It is important to exclude the following causes by examining chest X-rays of patients presenting with hemoptysis: masses, pneumonia, chronic lung disease, or alveolar opacities. Focal or diffuse alveolar opacities can be related to focal or diffuse lung hemorrhages, respectively. Additionally, lung contusions in trauma patients can be identified by performing a chest X-ray.
Although a negative chest X-ray can be reassuring in the exclusion of life-threatening conditions, it is usually not sufficient to exclude other causes of hemoptysis such as malignant lung disease; therefore, a negative chest X-ray in hemodynamically stable patients warrants additional imaging studies prior to diagnosis.
Patients with massive hemoptysis are good candidates for rigid or flexible bronchoscopy, which can identify the origin of the bleed and help determine optimal treatment. Bronchoscopy was helpful in identifying the cause of non-massive hemoptysis in 8% of patients compared to multi-detector computed tomography (MDCT), which was effective in 77% of patients. Thus, the role of bronchoscopy in patients with non-massive hemoptysis is questionable.

## WHAT NEEDS TO BE DONE
List every finding that the hemoptysis passage says should be excluded by examining chest X-rays of patients presenting with hemoptysis.

Natural language region descriptions:
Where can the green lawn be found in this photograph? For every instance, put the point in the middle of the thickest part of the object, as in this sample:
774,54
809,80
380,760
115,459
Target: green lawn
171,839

## SOLUTION TO THE PROBLEM
Masses, pneumonia, chronic lung disease, and alveolar opacities.